» Source records:
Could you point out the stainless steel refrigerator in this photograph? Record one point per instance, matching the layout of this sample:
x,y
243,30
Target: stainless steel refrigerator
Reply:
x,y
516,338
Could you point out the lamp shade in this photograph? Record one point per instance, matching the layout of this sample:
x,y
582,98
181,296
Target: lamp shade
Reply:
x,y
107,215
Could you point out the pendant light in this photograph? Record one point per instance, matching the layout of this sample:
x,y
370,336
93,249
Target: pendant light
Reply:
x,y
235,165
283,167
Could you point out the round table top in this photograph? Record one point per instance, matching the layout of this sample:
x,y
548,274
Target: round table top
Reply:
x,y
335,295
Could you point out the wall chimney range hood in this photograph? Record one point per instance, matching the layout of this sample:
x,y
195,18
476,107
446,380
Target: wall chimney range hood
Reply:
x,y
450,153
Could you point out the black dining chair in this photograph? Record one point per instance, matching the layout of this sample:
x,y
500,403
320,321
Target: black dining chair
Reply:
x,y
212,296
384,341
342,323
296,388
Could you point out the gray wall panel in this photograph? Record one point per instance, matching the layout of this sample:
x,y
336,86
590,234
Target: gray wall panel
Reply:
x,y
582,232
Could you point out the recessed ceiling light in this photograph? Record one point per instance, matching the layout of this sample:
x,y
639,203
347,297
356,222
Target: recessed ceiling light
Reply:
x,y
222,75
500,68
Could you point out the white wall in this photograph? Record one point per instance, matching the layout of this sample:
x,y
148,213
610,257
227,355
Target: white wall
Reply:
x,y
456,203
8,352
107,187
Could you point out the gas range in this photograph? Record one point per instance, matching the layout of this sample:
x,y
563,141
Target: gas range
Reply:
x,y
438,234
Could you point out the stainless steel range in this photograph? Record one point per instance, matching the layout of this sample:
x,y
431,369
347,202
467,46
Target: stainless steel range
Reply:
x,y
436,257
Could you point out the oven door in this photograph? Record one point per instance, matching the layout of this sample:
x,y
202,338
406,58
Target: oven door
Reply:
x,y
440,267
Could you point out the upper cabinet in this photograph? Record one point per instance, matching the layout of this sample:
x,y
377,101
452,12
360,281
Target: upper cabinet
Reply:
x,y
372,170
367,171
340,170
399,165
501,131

» Exercise objective:
Read the entries and pick out all lines that include the word "recessed".

» Task solution:
Could you point out the recessed ceiling light in this photograph? Record one point per instance, matching the layout of this sample:
Target: recessed ceiling light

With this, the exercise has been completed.